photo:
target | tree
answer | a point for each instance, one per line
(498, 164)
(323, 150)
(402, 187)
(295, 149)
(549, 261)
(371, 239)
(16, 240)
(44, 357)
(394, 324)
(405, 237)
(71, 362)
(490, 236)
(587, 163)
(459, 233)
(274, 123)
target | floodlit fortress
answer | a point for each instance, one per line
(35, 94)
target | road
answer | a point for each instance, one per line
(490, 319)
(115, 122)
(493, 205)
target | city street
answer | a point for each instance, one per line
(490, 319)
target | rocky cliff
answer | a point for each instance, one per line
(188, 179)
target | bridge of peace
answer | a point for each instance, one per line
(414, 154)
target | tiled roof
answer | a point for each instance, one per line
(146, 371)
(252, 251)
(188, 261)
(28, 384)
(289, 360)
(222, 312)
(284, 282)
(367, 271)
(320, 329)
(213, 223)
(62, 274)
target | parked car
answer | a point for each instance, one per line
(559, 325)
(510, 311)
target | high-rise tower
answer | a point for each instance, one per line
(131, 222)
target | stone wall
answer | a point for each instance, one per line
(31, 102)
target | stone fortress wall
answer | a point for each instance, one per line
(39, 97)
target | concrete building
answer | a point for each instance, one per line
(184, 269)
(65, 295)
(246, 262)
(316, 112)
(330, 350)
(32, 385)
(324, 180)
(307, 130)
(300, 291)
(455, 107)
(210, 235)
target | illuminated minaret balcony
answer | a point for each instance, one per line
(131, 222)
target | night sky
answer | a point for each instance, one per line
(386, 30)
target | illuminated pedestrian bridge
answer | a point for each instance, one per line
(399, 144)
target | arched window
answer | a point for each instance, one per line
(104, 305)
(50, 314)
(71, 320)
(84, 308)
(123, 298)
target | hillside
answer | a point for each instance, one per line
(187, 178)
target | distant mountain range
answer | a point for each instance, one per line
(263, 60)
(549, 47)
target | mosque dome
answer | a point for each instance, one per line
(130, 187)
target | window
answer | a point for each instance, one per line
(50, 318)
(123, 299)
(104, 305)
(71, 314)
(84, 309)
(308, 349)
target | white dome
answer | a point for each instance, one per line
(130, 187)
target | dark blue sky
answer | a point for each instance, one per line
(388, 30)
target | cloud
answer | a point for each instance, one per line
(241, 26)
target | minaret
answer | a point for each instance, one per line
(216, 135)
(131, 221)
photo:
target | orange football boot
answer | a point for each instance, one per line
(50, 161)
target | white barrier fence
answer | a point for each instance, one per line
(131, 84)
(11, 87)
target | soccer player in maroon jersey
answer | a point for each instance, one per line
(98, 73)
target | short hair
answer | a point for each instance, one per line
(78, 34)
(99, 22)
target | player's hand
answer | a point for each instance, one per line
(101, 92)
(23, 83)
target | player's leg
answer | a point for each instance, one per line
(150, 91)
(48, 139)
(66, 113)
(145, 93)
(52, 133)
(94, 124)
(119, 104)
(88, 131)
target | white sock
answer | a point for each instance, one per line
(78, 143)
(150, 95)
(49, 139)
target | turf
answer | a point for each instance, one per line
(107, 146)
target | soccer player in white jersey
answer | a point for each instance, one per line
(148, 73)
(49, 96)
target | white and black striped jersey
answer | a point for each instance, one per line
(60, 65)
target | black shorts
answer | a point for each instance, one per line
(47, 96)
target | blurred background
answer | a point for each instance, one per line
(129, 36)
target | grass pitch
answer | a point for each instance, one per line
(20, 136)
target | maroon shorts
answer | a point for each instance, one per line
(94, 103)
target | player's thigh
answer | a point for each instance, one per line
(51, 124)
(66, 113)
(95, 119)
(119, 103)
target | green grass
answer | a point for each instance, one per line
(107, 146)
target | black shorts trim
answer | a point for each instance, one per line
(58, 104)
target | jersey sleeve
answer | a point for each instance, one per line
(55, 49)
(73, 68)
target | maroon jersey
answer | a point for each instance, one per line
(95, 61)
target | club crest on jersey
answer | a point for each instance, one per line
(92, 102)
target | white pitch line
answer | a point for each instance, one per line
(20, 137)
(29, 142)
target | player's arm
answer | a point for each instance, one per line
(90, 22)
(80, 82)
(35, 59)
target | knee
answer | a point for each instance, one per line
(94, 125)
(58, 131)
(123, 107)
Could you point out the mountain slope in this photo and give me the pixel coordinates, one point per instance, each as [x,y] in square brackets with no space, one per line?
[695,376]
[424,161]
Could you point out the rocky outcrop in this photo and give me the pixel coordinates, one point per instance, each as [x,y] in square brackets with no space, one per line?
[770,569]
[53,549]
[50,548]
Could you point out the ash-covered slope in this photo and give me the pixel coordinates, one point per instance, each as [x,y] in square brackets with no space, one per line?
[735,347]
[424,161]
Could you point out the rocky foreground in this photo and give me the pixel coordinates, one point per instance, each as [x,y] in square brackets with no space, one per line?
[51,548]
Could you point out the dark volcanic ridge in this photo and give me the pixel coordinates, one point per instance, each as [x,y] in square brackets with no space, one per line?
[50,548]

===

▶ [What is expected]:
Write every entry out again exactly.

▶ [Reply]:
photo:
target | tree
answer | a point for each instance, one per line
(498, 164)
(323, 150)
(402, 187)
(295, 149)
(549, 261)
(371, 239)
(16, 240)
(44, 357)
(394, 324)
(405, 237)
(71, 362)
(490, 236)
(587, 163)
(459, 233)
(274, 123)
target | floodlit fortress
answer | a point for each instance, one per line
(35, 94)
target | road
answer | a point for each instance, one per line
(490, 319)
(115, 122)
(493, 205)
target | city street
answer | a point for each instance, one per line
(490, 319)
target | rocky cliff
answer | a point for each instance, one per line
(188, 179)
target | bridge of peace
answer | a point for each instance, one per line
(414, 154)
target | tiled roof
answer | a point for each instance, one per line
(146, 371)
(252, 251)
(188, 261)
(28, 384)
(289, 360)
(222, 312)
(284, 282)
(367, 271)
(320, 329)
(213, 223)
(62, 274)
target | parked car
answer | a point for each instance, one per line
(559, 325)
(510, 311)
target | high-rise tower
answer | a point for each instance, one per line
(131, 222)
target | stone wall
answer | a point for each instance, one per line
(31, 102)
target | stone fortress wall
answer | a point for each instance, one per line
(39, 97)
target | concrete building
answer | a point for each instance, one per line
(184, 269)
(65, 295)
(246, 262)
(316, 112)
(330, 350)
(32, 385)
(324, 180)
(307, 130)
(300, 291)
(455, 107)
(210, 235)
target | illuminated minaret balcony
answer | a point for each instance, one per line
(131, 222)
target | night sky
answer | a point for each instance, one per line
(386, 30)
target | illuminated pedestrian bridge
answer | a point for each instance, one per line
(399, 144)
target | arched window
answer | a point for each instance, one per line
(104, 305)
(50, 314)
(71, 320)
(84, 308)
(123, 298)
target | hillside
answer | a point for each instance, one per line
(187, 178)
target | distant mountain range
answer | a point for each instance, one per line
(263, 60)
(549, 47)
target | mosque dome
answer | a point for each instance, one per line
(130, 187)
target | window
answer | a point for each instance, one per line
(50, 318)
(123, 299)
(104, 305)
(71, 314)
(84, 309)
(308, 349)
target | white dome
answer | a point for each instance, one per line
(130, 187)
target | dark blue sky
answer | a point for each instance, one per line
(388, 30)
target | cloud
answer | a point for each instance, one per line
(241, 26)
target | minaret
answer | a point for each instance, one per line
(216, 135)
(131, 221)
photo:
target | orange football boot
answer | a point for each instance, one per line
(50, 161)
target | white barrier fence
answer | a point for each instance, one per line
(131, 84)
(11, 87)
target | soccer player in maroon jersey
answer | a point for each instance, one per line
(98, 73)
target | short hair
answer | a point for each instance, one per line
(78, 34)
(99, 22)
target | player's hand
answer | a point for each instance, one per line
(101, 92)
(23, 83)
target | player's leg
answer | a point for each instance, one per line
(150, 91)
(48, 139)
(66, 113)
(145, 93)
(52, 133)
(94, 124)
(119, 104)
(88, 131)
target | white sock
answer | a point for each instance, one per line
(78, 143)
(150, 95)
(49, 139)
target | turf
answer | a point for each instance, one per line
(107, 146)
target | soccer player in white jersey
answer | a point for each instance, one per line
(148, 73)
(49, 96)
target | white and black striped jersey
answer | a point for each instance, one per line
(60, 65)
target | black shorts
answer | a point for each instance, one per line
(47, 96)
target | blurred background
answer | a point for each instance, one per line
(129, 36)
target | grass pitch
answer | a point for each instance, one per line
(20, 136)
target | maroon shorts
answer | a point for each instance, one per line
(94, 103)
target | player's thigh
answer | a point for each instance, one per line
(51, 124)
(66, 113)
(95, 119)
(119, 103)
target | green grass
answer | a point for each instance, one per line
(107, 146)
target | black shorts trim
answer | a point for each instance, one per line
(58, 104)
target | jersey sleeve
answer | a point for each instance, one per line
(55, 49)
(73, 68)
target | maroon jersey
answer | a point for each instance, one per line
(95, 61)
target | club crest on jersey
answer | a point for each instance, one per line
(92, 102)
target | white pitch line
answer | a point for each instance, one per line
(20, 137)
(29, 142)
target | player's arm
answer | a point for each instance, one per line
(90, 22)
(80, 82)
(35, 59)
target | knee
answer | a point for each instance, one per line
(94, 125)
(58, 131)
(123, 107)
Could you point out the mountain slope in this photo and give me the pixel coordinates, one point per instance, each as [x,y] in square brackets with no space, one per line?
[695,376]
[424,161]
Could you point out the rocky outcrop in this photo and give me the pixel coordinates, one point per instance, each as [x,y] in square brackets with no space, one per line?
[770,569]
[53,549]
[50,548]
Could you point out the ash-covered slope in this photo and give me the pixel coordinates, one point per instance, each as [x,y] in square brackets with no space, one per line?
[735,347]
[424,161]
Could you point out the rocky foreground in this photo and give me the pixel coordinates, one point per instance, each as [x,y] in square brackets with no space, one per line?
[51,548]
Could you point out the dark volcanic ridge in this photo and give me the pixel coordinates, one point per instance, each as [x,y] in square brackets with no space, one per line?
[50,548]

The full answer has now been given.